YOUR INSTRUCTIONS: Please reproduce the listing in its entirety, exactly as written, but without images.
*** Opening RECORD EXTRACTS ***
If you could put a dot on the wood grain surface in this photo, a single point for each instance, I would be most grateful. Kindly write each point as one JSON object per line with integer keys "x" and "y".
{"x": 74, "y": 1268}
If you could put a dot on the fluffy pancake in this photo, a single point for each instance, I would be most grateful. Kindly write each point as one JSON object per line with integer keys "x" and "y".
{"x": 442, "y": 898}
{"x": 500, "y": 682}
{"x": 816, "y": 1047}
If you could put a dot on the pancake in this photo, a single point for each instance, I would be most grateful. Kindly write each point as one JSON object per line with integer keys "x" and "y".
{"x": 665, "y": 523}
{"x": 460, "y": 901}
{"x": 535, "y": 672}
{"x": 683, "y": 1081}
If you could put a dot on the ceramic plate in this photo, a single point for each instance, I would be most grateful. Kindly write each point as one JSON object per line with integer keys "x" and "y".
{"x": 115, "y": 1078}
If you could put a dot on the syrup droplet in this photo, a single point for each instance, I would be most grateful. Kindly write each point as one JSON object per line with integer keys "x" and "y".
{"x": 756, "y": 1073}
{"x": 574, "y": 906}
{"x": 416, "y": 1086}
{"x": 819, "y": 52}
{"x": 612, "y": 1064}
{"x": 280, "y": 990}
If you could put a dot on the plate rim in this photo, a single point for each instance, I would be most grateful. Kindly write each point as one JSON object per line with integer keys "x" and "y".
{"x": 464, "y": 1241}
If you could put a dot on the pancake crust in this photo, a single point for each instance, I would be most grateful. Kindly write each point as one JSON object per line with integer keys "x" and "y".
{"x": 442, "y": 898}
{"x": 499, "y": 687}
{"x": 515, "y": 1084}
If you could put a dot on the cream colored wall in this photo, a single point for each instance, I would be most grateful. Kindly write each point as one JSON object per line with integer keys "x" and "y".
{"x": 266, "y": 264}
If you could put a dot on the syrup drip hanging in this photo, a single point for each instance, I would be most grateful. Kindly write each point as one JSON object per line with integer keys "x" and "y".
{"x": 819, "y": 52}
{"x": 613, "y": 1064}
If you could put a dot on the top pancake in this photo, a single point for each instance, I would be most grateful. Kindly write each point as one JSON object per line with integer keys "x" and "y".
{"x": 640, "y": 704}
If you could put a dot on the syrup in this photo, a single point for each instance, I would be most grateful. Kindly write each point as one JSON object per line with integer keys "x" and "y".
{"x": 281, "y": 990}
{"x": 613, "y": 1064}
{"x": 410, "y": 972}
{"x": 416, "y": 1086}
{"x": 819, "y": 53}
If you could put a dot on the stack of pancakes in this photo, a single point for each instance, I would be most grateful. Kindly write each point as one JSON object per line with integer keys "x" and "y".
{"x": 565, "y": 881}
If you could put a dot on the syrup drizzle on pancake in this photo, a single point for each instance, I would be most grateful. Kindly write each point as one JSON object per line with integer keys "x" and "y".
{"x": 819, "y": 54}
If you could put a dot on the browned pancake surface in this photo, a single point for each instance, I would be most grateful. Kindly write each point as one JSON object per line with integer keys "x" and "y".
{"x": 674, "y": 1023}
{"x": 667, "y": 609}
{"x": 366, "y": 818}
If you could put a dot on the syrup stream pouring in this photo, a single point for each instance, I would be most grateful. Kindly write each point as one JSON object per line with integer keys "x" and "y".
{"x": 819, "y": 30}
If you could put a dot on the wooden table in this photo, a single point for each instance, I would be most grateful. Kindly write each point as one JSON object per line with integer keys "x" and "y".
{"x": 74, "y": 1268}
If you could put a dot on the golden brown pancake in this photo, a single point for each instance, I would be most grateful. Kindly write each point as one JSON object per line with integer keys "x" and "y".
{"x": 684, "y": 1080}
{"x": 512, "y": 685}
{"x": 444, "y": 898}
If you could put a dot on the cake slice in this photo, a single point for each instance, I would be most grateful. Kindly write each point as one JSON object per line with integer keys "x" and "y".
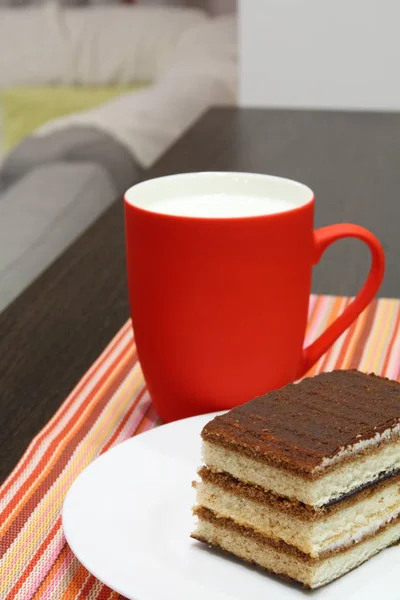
{"x": 305, "y": 481}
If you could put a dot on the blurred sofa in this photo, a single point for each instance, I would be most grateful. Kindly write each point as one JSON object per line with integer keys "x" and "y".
{"x": 61, "y": 177}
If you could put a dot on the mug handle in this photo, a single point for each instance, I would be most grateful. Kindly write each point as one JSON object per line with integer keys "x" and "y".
{"x": 323, "y": 238}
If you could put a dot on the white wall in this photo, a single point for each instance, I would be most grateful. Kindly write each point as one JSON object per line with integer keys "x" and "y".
{"x": 320, "y": 53}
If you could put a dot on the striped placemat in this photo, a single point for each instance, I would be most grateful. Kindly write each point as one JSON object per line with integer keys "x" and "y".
{"x": 109, "y": 405}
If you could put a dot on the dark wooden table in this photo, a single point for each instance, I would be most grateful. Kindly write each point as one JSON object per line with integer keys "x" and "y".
{"x": 55, "y": 330}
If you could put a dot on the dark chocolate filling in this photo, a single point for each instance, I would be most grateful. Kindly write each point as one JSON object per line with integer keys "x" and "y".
{"x": 381, "y": 477}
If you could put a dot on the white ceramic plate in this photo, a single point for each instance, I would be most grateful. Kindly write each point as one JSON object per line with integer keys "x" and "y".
{"x": 128, "y": 519}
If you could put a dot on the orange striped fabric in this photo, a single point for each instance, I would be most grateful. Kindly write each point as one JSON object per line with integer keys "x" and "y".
{"x": 109, "y": 405}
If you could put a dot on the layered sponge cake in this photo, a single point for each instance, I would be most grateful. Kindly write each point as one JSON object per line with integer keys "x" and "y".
{"x": 305, "y": 481}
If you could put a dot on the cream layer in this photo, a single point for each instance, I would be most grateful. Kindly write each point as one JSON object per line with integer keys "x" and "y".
{"x": 317, "y": 492}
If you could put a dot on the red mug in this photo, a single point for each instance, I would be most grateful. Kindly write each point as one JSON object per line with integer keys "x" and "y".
{"x": 219, "y": 276}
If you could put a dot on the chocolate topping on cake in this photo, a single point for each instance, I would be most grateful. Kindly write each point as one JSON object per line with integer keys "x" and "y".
{"x": 302, "y": 424}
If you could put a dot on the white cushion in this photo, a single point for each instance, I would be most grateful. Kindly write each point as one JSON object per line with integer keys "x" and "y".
{"x": 103, "y": 45}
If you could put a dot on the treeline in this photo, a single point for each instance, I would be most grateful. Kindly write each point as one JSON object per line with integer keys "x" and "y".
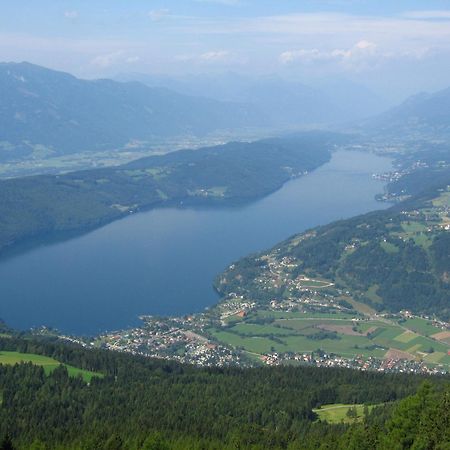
{"x": 364, "y": 254}
{"x": 50, "y": 206}
{"x": 144, "y": 403}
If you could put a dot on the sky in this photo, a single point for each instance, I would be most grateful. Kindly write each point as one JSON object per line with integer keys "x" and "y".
{"x": 396, "y": 47}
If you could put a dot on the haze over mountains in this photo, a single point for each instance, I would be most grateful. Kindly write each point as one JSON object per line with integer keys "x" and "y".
{"x": 55, "y": 113}
{"x": 427, "y": 114}
{"x": 284, "y": 102}
{"x": 45, "y": 113}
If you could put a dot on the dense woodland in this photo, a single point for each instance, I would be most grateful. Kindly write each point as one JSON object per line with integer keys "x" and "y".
{"x": 148, "y": 404}
{"x": 50, "y": 206}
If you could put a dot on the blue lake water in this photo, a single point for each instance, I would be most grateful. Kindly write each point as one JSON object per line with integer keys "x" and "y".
{"x": 164, "y": 261}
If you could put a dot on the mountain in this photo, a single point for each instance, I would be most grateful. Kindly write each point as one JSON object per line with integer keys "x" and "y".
*** Closing RECORD EXTRACTS ***
REPLY TO THE EXERCISE:
If you could put a dot on the wood grain surface in this photo, a single point for each instance, I would be most grateful. Kindly write each point as one JSON object per line with integer keys "x" and "y".
{"x": 74, "y": 1268}
If you could put a dot on the fluffy pancake in this photo, a single point for each instance, I would be most grateful. Kindly write each point as one JSON object per line with integer keys "x" and "y".
{"x": 442, "y": 898}
{"x": 500, "y": 682}
{"x": 816, "y": 1047}
If you could put a dot on the pancake in this photo, a single point for each instance, I would be most grateful. Kindly write each point as one JSON object per line with integer keys "x" and "y".
{"x": 665, "y": 523}
{"x": 460, "y": 901}
{"x": 535, "y": 672}
{"x": 683, "y": 1081}
If you could put a dot on the ceramic plate in this photo, a single point for each instance, I would be most grateful. Kindly write each point as one JSON object per line with integer keys "x" and "y".
{"x": 115, "y": 1078}
If you could put a dot on the syrup droplet in this photo, a single point for each instance, I would be most grateful. Kindly write each point as one JSON object per line with integer keys "x" and "y".
{"x": 756, "y": 1073}
{"x": 574, "y": 906}
{"x": 416, "y": 1086}
{"x": 819, "y": 52}
{"x": 612, "y": 1064}
{"x": 280, "y": 990}
If you could put a dot on the plate rim in this photo, a single point for each instance, I would be most grateful. Kindly write each point as one JSON object per line with integer keys "x" and "y".
{"x": 464, "y": 1241}
If you could put a dot on the pancake crust in this photo, a single point for each instance, I would be most grateful. Kindly write each point as one JSON object per line with integer keys "x" and "y".
{"x": 442, "y": 898}
{"x": 499, "y": 687}
{"x": 515, "y": 1084}
If you could put a dot on the cream colored wall in this photo, a single point for each instance, I would be most grateful. Kindly write each point as one JSON object per line with integer keys "x" and "y".
{"x": 266, "y": 264}
If you could put a dot on the syrup drip hanging in this photo, a single point for each instance, I would be most grateful. Kindly write each point as one JSON object per line with integer keys "x" and "y".
{"x": 819, "y": 52}
{"x": 613, "y": 1064}
If you could put a dot on the top pancake in this photo, a single point for each instance, I would be most grateful. Kindly write each point as one JSON object per line with integer keys "x" and "y".
{"x": 640, "y": 704}
If you could put a dot on the syrup in this photo, a single point for each instance, I would be most grateful. Kindly write each point as one JSON object per line with integer keys "x" and "y".
{"x": 281, "y": 990}
{"x": 613, "y": 1064}
{"x": 410, "y": 972}
{"x": 416, "y": 1086}
{"x": 819, "y": 53}
If you could put a dot on the stack of pancakes in this photo, a single point for each instance, I would be most grateful. Kindly write each point as one JSON object per line with integer keys "x" and "y".
{"x": 565, "y": 881}
If you could put a dot on the syrup drizzle on pancake in this photo, a single point for each instance, I would be most grateful. Kindly write each point as one JSON object per line with integer keys "x" and "y".
{"x": 819, "y": 54}
If you could put a dot on the browned pancake surface in this photo, a single point for each instance, I would be most grateful. Kindly write each point as one JSON object per line with integer keys "x" and "y".
{"x": 674, "y": 1023}
{"x": 667, "y": 609}
{"x": 366, "y": 818}
If you could put a dot on the syrup stream pouring in this photo, a single point for each instance, I would be most grateful. Kindly write each point as one JSON object per line with integer keys "x" and "y".
{"x": 819, "y": 30}
If you could put a dot on the wooden table in this photo, a single point for each instance, I would be most grateful. Kindly write each point as one JSON object per line with integer keys "x" and "y".
{"x": 74, "y": 1268}
If you could put a dot on the golden brown pancake in this photo, a single point for each instance, I would be most grateful. Kindly write each point as one JSON object per line with integer keys "x" and "y".
{"x": 684, "y": 1080}
{"x": 512, "y": 685}
{"x": 444, "y": 898}
If you could put a dot on the cake slice in this photo, a single point for each instance, I would be most grateful. Kindly write each point as one JSON object per line with integer keys "x" and "y".
{"x": 305, "y": 481}
If you could put a dot on the blurred sofa in this photo, a single point for each instance, I would be most grateful. Kindly write each point as one JSON object per line with integer keys "x" and "y".
{"x": 61, "y": 177}
If you could put a dot on the mug handle in this photo, a single point for each instance, I would be most grateful. Kindly write each point as one JSON object per line with integer keys "x" and "y".
{"x": 323, "y": 238}
If you could put a dot on the white wall in this photo, a single point for each instance, I would be most grateful. Kindly write each point as one JSON object per line with integer keys "x" and "y".
{"x": 320, "y": 53}
If you could put a dot on the striped placemat in this photo, a single point for each instance, I would be most grateful. Kindly write each point as one JSON object per line with integer keys "x" and "y".
{"x": 109, "y": 405}
If you could put a dot on the dark wooden table in this photo, a single point for each instance, I would be most grateful. Kindly write each point as one JSON object per line with integer keys "x" and "y".
{"x": 55, "y": 330}
If you could put a dot on the dark chocolate filling in this photo, a single point for each instance, I would be most grateful. Kindly write each point as one JSON object per line with integer keys "x" and "y".
{"x": 381, "y": 477}
If you could put a dot on the white ceramic plate in this photo, a single point for each instance, I would be most grateful. Kindly write each point as one JSON object per line with integer keys "x" and "y".
{"x": 128, "y": 519}
If you could put a dot on the orange striped fabric in this photo, a single point for each instance, I would be most grateful. Kindly write each point as one JSON object per line with integer keys "x" and "y".
{"x": 109, "y": 405}
If you could put a dot on the layered sponge cake in this photo, a single point for each instance, I would be most grateful. Kindly write each point as one JSON object per line with integer keys "x" and "y".
{"x": 305, "y": 481}
If you could put a dot on the cream layer in this photo, a single point for each instance, I would be most grateful. Kindly write each point as one JSON object per line with integer keys "x" and "y".
{"x": 317, "y": 492}
If you could put a dot on the red mug in this photo, a single point for each instance, I would be most grateful. Kindly write each point as one JSON object per line with integer keys "x" and "y".
{"x": 219, "y": 276}
If you could put a dot on the chocolate topping on cake in this photo, a single point for each instance, I would be most grateful. Kindly write each point as one JSON object per line with integer keys "x" and "y".
{"x": 302, "y": 424}
If you could put a dot on the white cushion in this photo, a single point for each instance, I would be most grateful. Kindly write each point as one JSON object per line with integer keys "x" and "y".
{"x": 103, "y": 45}
If you could put a dot on the treeline in this photo, a single point for each instance, I would be most grateful. Kindly write each point as one JSON object per line with integer keys "x" and "y".
{"x": 364, "y": 254}
{"x": 50, "y": 206}
{"x": 144, "y": 403}
If you could put a dot on the sky in this photo, a single point for each instance, I would be most grateful. Kindly write each point as one JSON object per line with integer keys "x" and "y".
{"x": 396, "y": 47}
If you could put a dot on the haze over mountains in this photo, a single point for each instance, I would be most grateful. Kindly write each point as one JSON object per line with integer keys "x" and "y".
{"x": 55, "y": 113}
{"x": 427, "y": 114}
{"x": 284, "y": 102}
{"x": 45, "y": 113}
If you could put a dot on the dense woodland in this photo, a single point for each instance, I would be most grateful. Kindly write each point as one JSON object per line with integer keys "x" and "y".
{"x": 148, "y": 404}
{"x": 50, "y": 206}
If you could put a dot on the blue lake water in this photo, a single point for each instance, I would be most grateful. Kindly write each point as one JSON object per line with integer keys "x" and "y".
{"x": 164, "y": 261}
If you could put a dot on the mountain in this photo, a single point for each instance, I would be most grateful. Kindly write each point as one JSON object per line with integer keys "x" and "y".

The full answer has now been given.